**TASK DIRECTIONS**
Pick out and copy every line in the entries below that contains the word "pair".

**SUPPLIED MATERIAL**
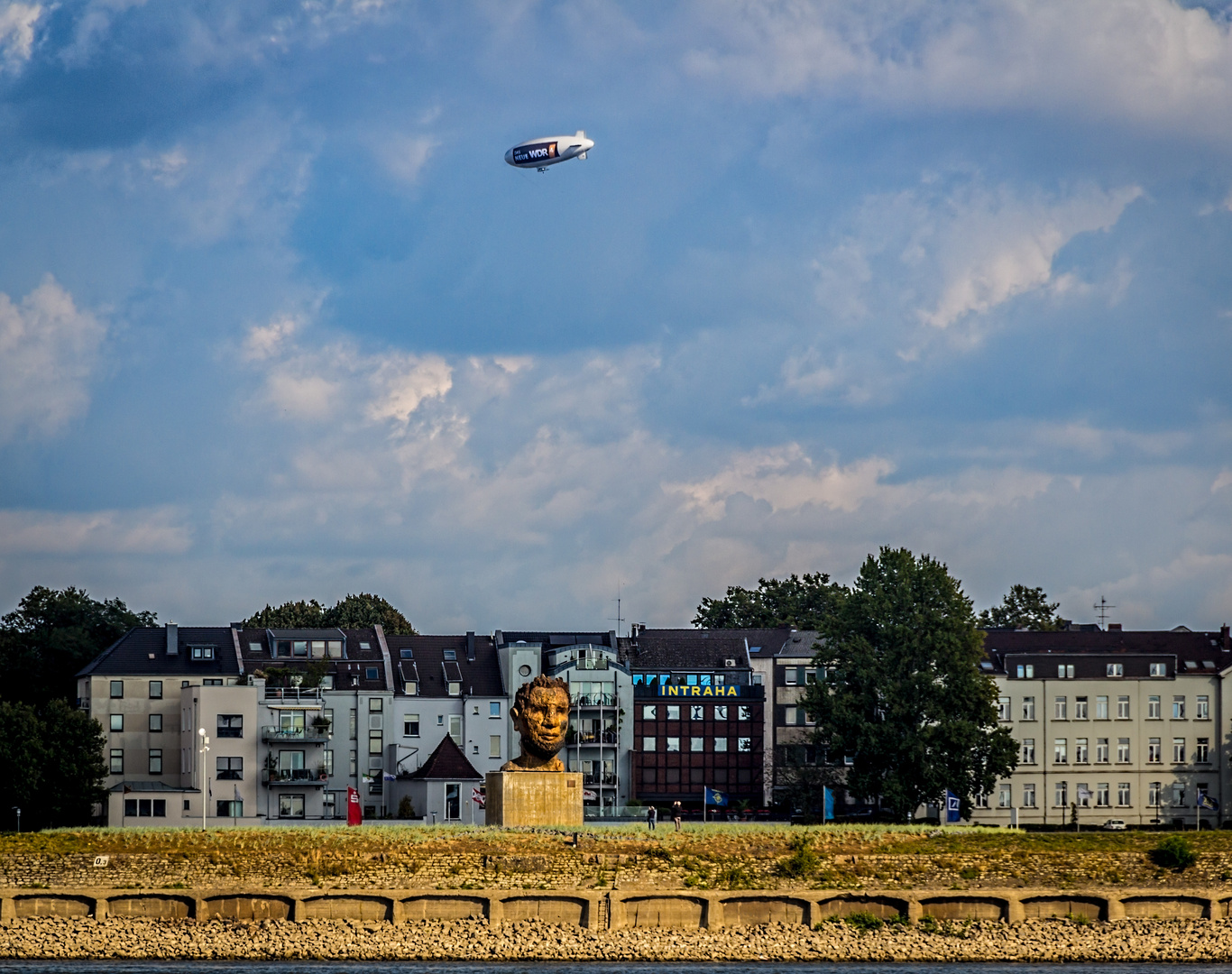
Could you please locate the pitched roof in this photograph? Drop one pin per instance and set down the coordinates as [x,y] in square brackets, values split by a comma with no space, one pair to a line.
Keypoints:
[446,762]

--

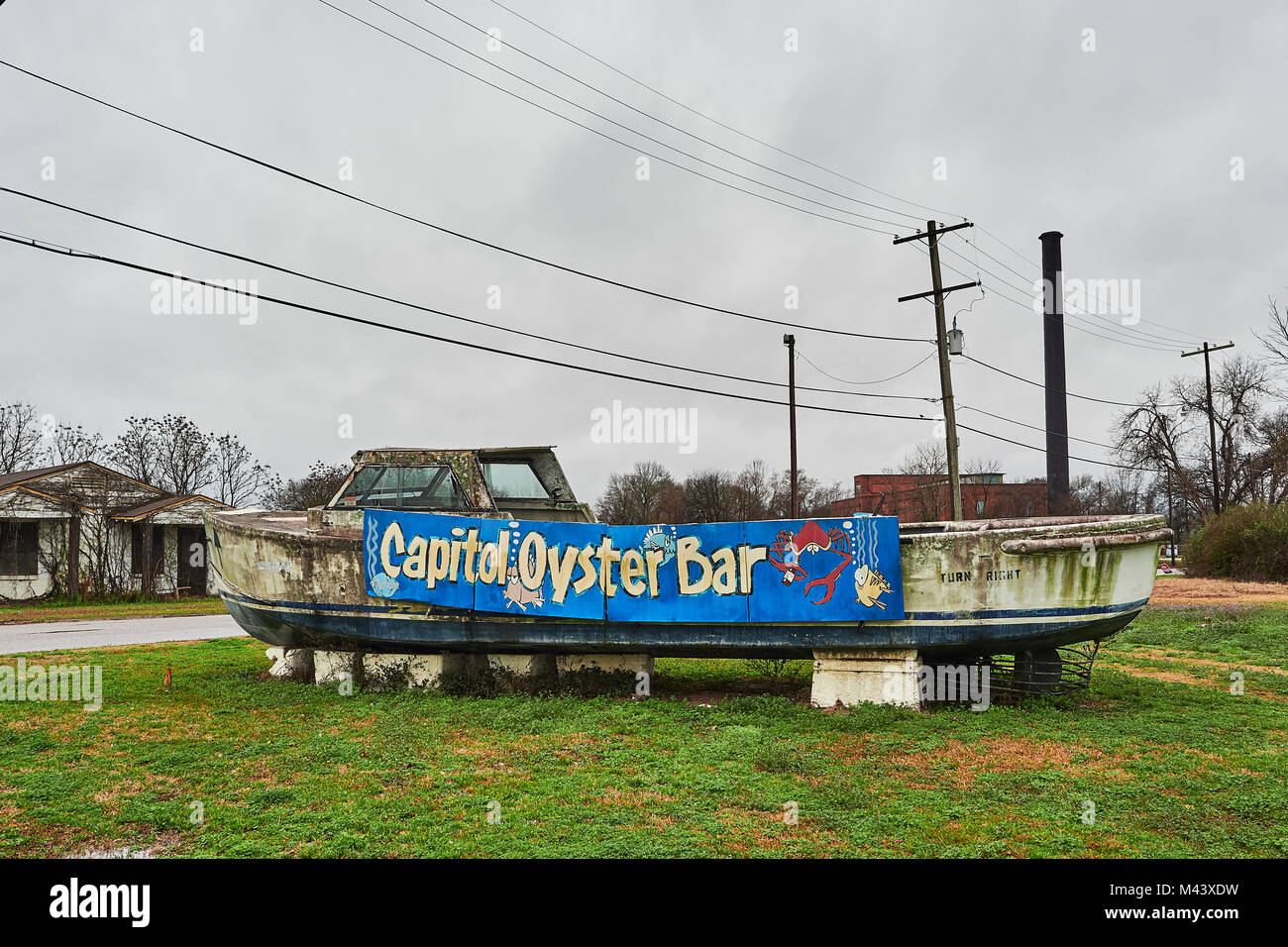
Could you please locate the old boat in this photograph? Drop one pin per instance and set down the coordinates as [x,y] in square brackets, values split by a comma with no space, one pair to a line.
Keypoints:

**WRITTEN SOLUTION**
Could you please locate the pitched roof in this photograph? Drop one pin per instance and set down the coordinates as [x,y] in square brackets, values split by a comma with no space, one pair to a line.
Could you please locate the old boat in this photograph? Drop one pin per instance and set down the coordinates as [x,y] in square brackets, values split by a comma with no space, one pair to a line.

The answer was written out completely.